* Exercise objective: Copy out the records verbatim from their very beginning down through the line "[[[474,2],[0,3],[0,115],[474,126]]]", including that line.

* Records shown:
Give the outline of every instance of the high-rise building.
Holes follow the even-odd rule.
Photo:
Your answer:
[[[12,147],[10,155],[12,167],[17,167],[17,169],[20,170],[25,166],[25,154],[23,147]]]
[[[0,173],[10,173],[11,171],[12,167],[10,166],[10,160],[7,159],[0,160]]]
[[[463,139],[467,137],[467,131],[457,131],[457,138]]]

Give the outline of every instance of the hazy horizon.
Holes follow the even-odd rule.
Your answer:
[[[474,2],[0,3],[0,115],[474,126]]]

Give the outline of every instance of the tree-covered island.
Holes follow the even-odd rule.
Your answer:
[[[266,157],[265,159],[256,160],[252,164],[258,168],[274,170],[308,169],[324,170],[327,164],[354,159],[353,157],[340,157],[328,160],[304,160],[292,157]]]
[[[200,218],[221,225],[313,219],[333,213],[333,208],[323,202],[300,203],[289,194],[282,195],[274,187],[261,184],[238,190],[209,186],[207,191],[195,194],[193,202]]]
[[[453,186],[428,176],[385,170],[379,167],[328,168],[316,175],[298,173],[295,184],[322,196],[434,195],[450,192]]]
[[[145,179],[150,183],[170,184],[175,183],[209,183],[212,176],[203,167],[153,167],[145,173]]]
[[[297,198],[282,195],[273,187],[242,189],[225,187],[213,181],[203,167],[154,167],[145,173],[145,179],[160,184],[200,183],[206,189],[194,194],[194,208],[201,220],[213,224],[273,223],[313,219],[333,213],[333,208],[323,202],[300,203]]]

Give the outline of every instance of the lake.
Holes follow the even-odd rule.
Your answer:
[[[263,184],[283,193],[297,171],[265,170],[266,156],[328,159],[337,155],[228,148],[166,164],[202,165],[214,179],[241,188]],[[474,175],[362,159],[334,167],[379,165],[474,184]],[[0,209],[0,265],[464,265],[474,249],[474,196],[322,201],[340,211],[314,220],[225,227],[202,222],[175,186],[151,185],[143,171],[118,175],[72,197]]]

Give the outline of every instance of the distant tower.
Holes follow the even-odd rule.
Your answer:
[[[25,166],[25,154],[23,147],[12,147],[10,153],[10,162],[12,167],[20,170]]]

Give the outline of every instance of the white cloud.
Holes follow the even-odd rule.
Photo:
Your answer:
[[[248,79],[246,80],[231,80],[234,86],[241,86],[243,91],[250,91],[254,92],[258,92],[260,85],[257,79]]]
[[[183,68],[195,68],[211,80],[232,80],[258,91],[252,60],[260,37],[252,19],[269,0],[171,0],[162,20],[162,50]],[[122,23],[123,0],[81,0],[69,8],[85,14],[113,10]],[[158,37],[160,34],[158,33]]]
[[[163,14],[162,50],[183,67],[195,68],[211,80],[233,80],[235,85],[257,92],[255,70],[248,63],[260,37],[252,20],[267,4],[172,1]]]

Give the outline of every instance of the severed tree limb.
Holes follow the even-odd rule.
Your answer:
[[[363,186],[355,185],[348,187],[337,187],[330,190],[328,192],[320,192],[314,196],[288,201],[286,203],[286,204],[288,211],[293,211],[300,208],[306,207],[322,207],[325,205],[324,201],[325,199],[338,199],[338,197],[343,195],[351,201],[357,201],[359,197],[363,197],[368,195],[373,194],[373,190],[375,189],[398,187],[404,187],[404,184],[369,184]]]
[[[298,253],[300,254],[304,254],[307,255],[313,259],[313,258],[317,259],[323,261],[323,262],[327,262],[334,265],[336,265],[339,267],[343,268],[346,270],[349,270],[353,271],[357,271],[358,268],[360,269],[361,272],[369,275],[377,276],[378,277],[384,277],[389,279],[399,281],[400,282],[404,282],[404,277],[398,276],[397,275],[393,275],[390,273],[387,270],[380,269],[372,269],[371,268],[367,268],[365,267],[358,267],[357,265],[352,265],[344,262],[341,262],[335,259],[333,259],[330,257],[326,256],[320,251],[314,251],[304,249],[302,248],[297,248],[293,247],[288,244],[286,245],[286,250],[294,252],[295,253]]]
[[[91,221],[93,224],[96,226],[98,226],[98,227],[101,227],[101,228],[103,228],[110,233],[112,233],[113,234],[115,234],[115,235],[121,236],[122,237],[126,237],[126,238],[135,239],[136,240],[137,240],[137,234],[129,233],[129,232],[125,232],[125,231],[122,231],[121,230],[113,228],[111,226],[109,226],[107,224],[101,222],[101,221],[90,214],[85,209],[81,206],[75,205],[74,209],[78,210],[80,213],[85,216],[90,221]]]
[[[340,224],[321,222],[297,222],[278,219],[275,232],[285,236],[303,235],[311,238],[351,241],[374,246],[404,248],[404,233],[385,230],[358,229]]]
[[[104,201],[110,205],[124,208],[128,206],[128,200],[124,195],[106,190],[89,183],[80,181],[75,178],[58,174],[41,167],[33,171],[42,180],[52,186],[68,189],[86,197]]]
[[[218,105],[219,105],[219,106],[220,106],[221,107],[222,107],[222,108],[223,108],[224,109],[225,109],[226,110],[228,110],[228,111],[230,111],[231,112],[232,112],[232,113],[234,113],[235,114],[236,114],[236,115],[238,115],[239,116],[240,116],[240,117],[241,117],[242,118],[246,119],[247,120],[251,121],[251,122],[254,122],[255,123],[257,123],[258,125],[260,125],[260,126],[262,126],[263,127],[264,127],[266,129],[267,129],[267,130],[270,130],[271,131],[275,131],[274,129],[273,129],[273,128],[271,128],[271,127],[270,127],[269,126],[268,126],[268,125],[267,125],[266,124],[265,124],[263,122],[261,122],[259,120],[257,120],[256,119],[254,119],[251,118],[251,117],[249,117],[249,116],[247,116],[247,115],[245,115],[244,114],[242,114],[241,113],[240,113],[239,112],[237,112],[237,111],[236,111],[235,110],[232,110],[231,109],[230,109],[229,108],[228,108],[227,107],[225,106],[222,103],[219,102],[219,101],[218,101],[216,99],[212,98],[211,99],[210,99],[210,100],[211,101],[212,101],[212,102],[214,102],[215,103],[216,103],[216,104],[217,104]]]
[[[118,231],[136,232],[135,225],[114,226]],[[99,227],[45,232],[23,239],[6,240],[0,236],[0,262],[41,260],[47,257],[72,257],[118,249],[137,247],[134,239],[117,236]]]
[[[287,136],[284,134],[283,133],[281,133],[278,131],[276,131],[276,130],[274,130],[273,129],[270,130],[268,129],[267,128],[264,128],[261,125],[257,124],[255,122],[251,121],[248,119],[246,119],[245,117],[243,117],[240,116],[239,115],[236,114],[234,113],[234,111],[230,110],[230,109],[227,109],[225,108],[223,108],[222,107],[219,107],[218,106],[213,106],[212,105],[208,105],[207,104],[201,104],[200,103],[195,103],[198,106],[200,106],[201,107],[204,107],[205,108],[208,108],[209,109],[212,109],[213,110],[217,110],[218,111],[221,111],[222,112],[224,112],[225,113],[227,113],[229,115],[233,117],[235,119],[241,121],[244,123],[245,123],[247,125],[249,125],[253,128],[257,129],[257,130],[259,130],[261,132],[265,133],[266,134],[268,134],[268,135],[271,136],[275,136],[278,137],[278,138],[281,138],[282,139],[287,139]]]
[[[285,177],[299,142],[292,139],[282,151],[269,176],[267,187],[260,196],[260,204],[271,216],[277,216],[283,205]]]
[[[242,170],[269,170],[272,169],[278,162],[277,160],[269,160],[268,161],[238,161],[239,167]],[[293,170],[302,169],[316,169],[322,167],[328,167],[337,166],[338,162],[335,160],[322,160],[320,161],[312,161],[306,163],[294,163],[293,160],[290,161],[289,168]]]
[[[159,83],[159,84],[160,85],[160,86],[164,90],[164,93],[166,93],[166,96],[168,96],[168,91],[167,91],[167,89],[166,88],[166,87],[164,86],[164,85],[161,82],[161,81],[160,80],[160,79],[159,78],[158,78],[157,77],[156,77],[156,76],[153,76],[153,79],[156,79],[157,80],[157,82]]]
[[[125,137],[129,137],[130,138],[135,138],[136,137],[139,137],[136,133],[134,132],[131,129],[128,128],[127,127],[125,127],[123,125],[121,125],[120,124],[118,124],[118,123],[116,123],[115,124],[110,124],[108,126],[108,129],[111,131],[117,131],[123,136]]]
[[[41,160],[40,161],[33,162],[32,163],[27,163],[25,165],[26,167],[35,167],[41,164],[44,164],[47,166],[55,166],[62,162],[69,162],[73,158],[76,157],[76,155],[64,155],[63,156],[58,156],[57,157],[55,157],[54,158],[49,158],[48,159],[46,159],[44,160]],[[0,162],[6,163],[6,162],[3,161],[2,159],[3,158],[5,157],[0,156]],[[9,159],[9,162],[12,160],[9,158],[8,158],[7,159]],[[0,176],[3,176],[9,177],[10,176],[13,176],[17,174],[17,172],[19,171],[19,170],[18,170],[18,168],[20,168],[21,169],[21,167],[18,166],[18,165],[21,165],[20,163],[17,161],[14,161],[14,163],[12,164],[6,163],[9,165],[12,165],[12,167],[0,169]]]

* Result:
Give the outline of every instance of the high-rise building.
Holes follow the even-odd rule.
Photo:
Your answer:
[[[12,147],[10,155],[12,167],[17,167],[17,169],[20,170],[25,166],[25,154],[23,147]]]
[[[0,173],[10,173],[11,171],[12,167],[10,166],[10,160],[7,159],[0,160]]]
[[[463,139],[467,137],[467,131],[457,131],[457,138]]]

Give the outline of every instance of the hazy horizon.
Holes follow the even-odd rule.
Your answer:
[[[474,2],[0,3],[0,115],[474,126]]]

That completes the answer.